### GIVEN REQUEST A
Translate the sentence "Anyone know what paint to use?" from the forum thread on repainting a fridge into Spanish.

### EXTRACT PROVIDED

+++

# Forum Home Renovation Painting  Repainting Fridge

## Carpo

Thinking about repainting our fridge, it still works fine but has yellow marks and spots of rust starting to form on the surface. 
Anyone know what paint to use?
I have seen some fridge paint at bunnings but it seems quite expensive, can i just use normal spray paint?
And how should i treat the rust?

----------


## Batpig

Dear Carpo, 
Sounds to me like you don't have a compressor and a spray gun, so you'll have to stick with spray cans if you want a neat job, and there's no reason you can't just use some cheap stuff, as long as you do something in the way of preparation... 
I'd give it a good sanding until the existing paint was nice and dull, then a going over with some Rust-Cconverter using an old brush, followed by a wash down with a cloth and some Wax & Grease remover (or maybe Metho if you're penny pinching), and then a coat of cheap spray primer, followed by your spray paint.

+++

### LISTED RECORDS
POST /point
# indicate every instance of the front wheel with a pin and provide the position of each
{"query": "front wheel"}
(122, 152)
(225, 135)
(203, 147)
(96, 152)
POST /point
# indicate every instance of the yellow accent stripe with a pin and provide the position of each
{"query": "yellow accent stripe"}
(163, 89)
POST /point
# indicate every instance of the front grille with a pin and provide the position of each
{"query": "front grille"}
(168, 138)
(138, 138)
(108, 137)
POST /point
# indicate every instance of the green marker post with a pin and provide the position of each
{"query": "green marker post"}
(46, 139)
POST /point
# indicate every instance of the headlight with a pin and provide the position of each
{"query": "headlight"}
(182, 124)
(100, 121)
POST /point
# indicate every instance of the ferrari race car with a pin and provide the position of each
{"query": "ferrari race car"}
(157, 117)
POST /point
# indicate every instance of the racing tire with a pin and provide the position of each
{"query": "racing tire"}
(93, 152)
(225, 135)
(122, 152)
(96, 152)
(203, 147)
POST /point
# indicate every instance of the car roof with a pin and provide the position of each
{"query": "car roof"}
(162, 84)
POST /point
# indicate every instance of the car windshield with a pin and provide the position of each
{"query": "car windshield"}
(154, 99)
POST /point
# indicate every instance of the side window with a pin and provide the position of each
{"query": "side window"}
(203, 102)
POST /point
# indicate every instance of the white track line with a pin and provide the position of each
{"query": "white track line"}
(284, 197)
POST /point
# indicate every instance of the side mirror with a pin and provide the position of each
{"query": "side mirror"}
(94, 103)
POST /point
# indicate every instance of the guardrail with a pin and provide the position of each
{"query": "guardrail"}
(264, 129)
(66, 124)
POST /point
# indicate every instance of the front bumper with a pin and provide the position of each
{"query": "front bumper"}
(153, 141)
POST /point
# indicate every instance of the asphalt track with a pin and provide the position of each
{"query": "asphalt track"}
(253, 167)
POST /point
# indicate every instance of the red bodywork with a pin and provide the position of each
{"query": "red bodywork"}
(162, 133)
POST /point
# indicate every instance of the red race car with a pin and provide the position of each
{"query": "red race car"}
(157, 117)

+++

### GIVEN REQUEST B
Count the lines of the listing that contain the string "side", treating case as significant, and give only the number.

### EXPECTED OUTPUT A
¿Alguien sabe qué pintura usar?

### EXPECTED OUTPUT B
4